* [Problem details]: The article about Spring Lane Elementary's farewell open house names two other schools Granite District decided to close along with Spring Lane. Which are they?

* [Source passage]:
Generations bid farewell to Spring Lane Elementary School at open houseJun 02, 2023 11:19AM ● By Heather Lawrence
The Carpenter family was nostalgic walking through the school at Spring Lane’s farewell open house. L to R: Zeland, Xerafina, Zenli and Sisa Carpenter. (Heather Lawrence/City Journals)
Walking through the halls of Spring Lane Elementary on May 11 was surreal for the Carpenter family. Siblings Zeland, Xerafina and Zenli loved their time as students there. They came to the farewell open house with their mom to see the school one last time before it closed at the end of the school year.
“It’s sad that it’s getting torn down. It’s weird to come back here and walk through the halls and smell the smells. It seems so small now. When you’re in elementary school, all you really know is your own school, and it seems so big,” said Zeland, who is a student at Cottonwood High.
Zeland’s mom Sisa Carpenter was nostalgic, too. “We like how this school is tucked back inside a neighborhood and not right off a freeway. It feels like it’s surrounded by homes and is being hugged by the neighborhood,” Carpenter said.
Granite District decided to close Spring Lane along with Millcreek and Twin Peaks after several population studies and rounds of town hall meetings. Most of Spring Lane’s students will now be in Oakwood’s boundaries. It’s been an emotional decision for the community.
Carpenter’s daughter Xerafina has only been out of Spring Lane a couple years, so the memories are still fresh.

* [Data provided]:
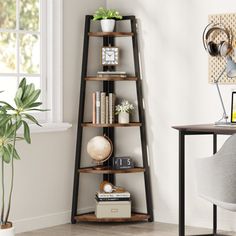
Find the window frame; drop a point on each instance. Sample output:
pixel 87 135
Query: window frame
pixel 51 69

* [Reply]: Millcreek and Twin Peaks